▶ _Short problem_
Copy the lines below from the one containing "Would you mind marking the black foam" through the final line, swapping "scaffolding" for "metal ladder" and leaving everything else unchanged.

▶ _Available data_
§ §
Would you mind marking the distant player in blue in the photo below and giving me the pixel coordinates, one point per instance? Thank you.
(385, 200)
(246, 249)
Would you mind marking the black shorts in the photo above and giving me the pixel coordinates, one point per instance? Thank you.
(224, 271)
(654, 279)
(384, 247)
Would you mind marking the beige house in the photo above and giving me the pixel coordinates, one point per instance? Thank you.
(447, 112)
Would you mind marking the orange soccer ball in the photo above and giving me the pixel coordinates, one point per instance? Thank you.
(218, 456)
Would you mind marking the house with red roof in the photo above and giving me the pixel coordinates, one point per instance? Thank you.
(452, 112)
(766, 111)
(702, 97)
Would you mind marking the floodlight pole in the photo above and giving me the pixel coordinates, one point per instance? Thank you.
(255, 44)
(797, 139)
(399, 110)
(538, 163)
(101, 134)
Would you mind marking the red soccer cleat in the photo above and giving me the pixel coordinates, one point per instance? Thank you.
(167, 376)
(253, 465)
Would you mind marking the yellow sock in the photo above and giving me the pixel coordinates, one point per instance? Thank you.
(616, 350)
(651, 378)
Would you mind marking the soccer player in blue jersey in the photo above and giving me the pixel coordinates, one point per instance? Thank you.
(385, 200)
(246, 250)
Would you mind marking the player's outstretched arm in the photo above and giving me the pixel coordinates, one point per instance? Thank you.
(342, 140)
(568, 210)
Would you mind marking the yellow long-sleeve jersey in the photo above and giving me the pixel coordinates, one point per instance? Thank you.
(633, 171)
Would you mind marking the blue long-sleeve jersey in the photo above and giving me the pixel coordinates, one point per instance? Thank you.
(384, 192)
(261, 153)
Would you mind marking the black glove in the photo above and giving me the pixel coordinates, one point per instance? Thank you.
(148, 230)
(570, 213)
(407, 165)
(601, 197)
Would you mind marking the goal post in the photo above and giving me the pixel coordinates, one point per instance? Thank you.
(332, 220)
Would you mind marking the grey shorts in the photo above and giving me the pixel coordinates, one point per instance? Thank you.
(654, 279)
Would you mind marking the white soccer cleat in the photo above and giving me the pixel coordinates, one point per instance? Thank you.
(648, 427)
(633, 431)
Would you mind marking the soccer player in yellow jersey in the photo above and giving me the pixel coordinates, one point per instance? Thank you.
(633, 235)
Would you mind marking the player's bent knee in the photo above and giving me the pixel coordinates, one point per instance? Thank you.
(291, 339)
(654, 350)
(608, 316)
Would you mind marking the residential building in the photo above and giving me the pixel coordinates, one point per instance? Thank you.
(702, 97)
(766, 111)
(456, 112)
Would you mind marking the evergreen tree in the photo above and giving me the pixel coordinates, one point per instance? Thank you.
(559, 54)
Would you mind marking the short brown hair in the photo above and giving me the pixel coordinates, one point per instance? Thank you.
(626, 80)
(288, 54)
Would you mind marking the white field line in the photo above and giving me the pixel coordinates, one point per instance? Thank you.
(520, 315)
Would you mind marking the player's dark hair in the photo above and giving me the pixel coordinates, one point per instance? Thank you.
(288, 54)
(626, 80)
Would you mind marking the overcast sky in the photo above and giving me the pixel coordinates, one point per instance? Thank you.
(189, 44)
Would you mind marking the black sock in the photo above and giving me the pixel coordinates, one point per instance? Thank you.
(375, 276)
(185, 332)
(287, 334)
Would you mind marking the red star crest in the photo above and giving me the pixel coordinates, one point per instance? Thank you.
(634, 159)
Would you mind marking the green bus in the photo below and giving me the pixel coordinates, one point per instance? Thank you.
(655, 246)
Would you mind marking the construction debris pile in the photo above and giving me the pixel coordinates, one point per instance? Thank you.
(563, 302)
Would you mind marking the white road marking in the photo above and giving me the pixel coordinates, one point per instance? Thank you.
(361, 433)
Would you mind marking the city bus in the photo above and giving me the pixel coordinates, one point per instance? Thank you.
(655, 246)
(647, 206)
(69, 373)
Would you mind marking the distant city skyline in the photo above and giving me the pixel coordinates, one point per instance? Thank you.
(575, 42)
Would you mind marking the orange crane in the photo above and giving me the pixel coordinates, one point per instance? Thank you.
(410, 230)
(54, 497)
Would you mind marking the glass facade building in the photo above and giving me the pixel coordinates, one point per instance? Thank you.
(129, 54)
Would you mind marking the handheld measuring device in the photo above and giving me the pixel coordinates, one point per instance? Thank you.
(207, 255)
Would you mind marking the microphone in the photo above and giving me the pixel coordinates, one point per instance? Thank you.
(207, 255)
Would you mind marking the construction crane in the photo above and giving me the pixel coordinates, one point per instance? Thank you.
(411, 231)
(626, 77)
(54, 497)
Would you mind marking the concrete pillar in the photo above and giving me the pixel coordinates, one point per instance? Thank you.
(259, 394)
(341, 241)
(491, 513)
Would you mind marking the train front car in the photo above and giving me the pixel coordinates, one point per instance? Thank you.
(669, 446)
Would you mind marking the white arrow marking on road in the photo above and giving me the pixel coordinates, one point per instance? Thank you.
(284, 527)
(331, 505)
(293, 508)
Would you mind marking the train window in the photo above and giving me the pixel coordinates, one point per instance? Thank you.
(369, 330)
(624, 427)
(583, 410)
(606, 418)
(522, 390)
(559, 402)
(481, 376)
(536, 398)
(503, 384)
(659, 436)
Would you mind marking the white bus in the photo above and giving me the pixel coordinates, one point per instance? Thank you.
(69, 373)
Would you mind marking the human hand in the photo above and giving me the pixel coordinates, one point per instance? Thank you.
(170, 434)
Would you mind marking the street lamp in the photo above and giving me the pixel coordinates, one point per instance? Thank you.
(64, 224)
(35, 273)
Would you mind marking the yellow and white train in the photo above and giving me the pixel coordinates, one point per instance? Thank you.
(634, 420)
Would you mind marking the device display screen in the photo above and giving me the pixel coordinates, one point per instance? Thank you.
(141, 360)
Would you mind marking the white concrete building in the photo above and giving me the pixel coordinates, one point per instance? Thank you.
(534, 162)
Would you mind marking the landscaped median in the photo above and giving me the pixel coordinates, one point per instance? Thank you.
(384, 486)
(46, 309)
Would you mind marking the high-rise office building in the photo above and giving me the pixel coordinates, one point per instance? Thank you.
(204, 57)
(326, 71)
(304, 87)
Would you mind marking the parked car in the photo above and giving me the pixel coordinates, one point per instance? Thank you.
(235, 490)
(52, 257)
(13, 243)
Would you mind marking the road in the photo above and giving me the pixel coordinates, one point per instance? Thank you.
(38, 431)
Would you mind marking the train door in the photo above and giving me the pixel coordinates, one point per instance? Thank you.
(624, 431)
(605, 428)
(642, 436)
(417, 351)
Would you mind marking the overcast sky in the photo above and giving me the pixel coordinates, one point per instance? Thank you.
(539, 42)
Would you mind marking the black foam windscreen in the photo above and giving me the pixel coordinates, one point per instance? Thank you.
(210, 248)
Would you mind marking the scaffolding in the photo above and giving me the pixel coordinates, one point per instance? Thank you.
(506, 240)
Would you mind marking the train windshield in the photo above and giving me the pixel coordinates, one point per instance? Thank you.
§ §
▶ _Answer for the task_
Would you mind marking the black foam windscreen in the photo above and giving me the pixel coordinates, one point per instance? Thank you.
(210, 248)
Would you mind marking the metal ladder in the photo above and giving me the pixel coordinates, one point per instance? Thank you.
(506, 240)
Would you mind marking the train windshield in the photo above and giving me the pixel coordinates, one point per instance? Thank you.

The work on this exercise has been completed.